Objectives ▸
**1)** List the user names of everyone who posted in the crayfish thread. Give each name once.
**2)** Retype the stretch of the crayfish thread from "## AllenOK (Feb 2, 2005)" through "kitchenelf (Feb 2, 2005)".
**3)** Decide whether each statement agrees with the crayfish thread. Answer yes or no and quote the deciding words.
(a) cafeandy says most commercial frozen crawfish are raised in the inland waters of China.
(b) ronjohn55 calls Lake Superior the warmest of the Great Lakes.
(c) kitchenelf says Lake Erie still smells as bad as it once did.

Text ▸
/---

# Great Lakes Crayfish



## Chief Longwind Of The North (Feb 2, 2005)

Anybody know if the fresh-water crayfish found in Lake Superior are edible?  We always caught them and used for bait as I was growing up.

Seeeeeeya; Goodweed of the North


----------



## buckytom (Feb 2, 2005)

i've heard you can flambe' them without using alcohol...


----------



## cafeandy (Feb 2, 2005)

what the heck is a cray-fish...just kidding.  we call 'em crawdads [or crawfish in town].  they are good to eat [excellent, in fact].

i've never been to lake superior but it can't be any more polluted than the bayous of louisiana or the inland waters of china [where most commercial, as in frozen, crawfish are raised].

eat hardy.


----------



## ronjohn55 (Feb 2, 2005)

Lake Superior is probably the cleanest (It's definitely the coldest and clearest) of the Great Lakes. 

The crayfish should be fine to eat (With the nice cold water, the meat should probably actually have a very nice texture to it). The thing is, all the smallmouth, pike and walleye fisherman will be looking at you funny if you catch them and don't stick 'em on a hook and throw out a few lines to catch some fish.   

John


----------



## buckytom (Feb 2, 2005)

oops, i think i was thinking of lake erie. is that the lake that caught fire?

crawfish are great. the next time i go to one of my fav restaurants, i'll ask the owners/chefs, who make a nice habit of coming around to the tables to talk with the customers, for the recipe for a dish called pasta le'ruth's. it's crawfish tails in a spicy pink cream sauce, mixed with pasta. kind of like pink and spicy crawfish alfredo.


----------



## AllenOK (Feb 2, 2005)

Hey bucky, make a basic crawfish Fett. Alf., but add some blackened seasoning at the start.  That will turn it a pinkish shade, as well as add some heat.


----------



## kitchenelf (Feb 2, 2005)

Hey, I used to live on Lake Erie!!!!  (boy did it stink!)

But it's not so bad now.


----------



## buckytom (Feb 3, 2005)

thanks allen. i'm not a fan of creamy/pasta dishes, but that's one i love. i've thought about spicing and grilling the crawfish first, then tossing them in a cream sauce, but what the restaurant offers is a somewhat delicate sauce, not really grilled. i'm not sure tho, but you may be on to something. but i will ask the owners for the recipe. fortunately, they are very nice guys and have most of their recipes printed up for customers requests, it happens so often. one of the nice touches that keeps me coming back.


----------



## ronjohn55 (Feb 3, 2005)

buckytom said:
			
		

> oops, i think i was thinking of lake erie. is that the lake that caught fire?



That and the Rouge River.....

(And don't even ask about Zug Island...)

John


----------



## Chief Longwind Of The North (Feb 3, 2005)

Thanks, everyone.  I'll just have to catch a few, and try them out.  Might be something we've all been missing around here.  After all, we have great fishing and don't have to eat some of the lesser fish other people in the world have available, like Missippi River Catfish, or Carp.  I here that in parts of Europe, they eat lamprey eels.  We destroy them on site around these parts.  And we certainly don't much 'em.  But I'm going to have to try the crawdads.  

Seeeeya; Goodweed of the North


----------



## AllenOK (Feb 3, 2005)

Goodweed of the North said:
			
		

> Thanks, everyone.  I'll just have to catch a few, and try them out.  Might be something we've all been missing around here.  After all, we have great fishing and don't have to eat some of the lesser fish other people in the world have available, like Missippi River Catfish, or Carp.  I here that in parts of Europe, they eat lamprey eels.  We destroy them on site around these parts.  And we certainly don't much 'em.  But I'm going to have to try the crawdads.
> 
> Seeeeya; Goodweed of the North



Could be worse, Goodweed.  I've heard we have the Chinese Snake-head fish in some of the local lakes down here.  Those are a kill-on-capture-then-alert-DNR.


----------

\---

Data ▸
/---

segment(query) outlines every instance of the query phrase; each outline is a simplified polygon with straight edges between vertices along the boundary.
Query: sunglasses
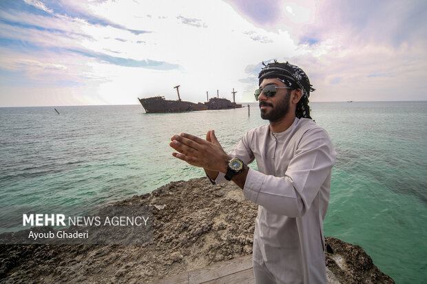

\---

List of solutions ▸
**1)** Chief Longwind Of The North, buckytom, cafeandy, ronjohn55, AllenOK, kitchenelf

**2)**
## AllenOK (Feb 2, 2005)

Hey bucky, make a basic crawfish Fett. Alf., but add some blackened seasoning at the start.  That will turn it a pinkish shade, as well as add some heat.


----------



## kitchenelf (Feb 2, 2005)

**3)**
(a) Yes: "the inland waters of china [where most commercial, as in frozen, crawfish are raised]"
(b) No: "It's definitely the coldest and clearest"
(c) No: "But it's not so bad now."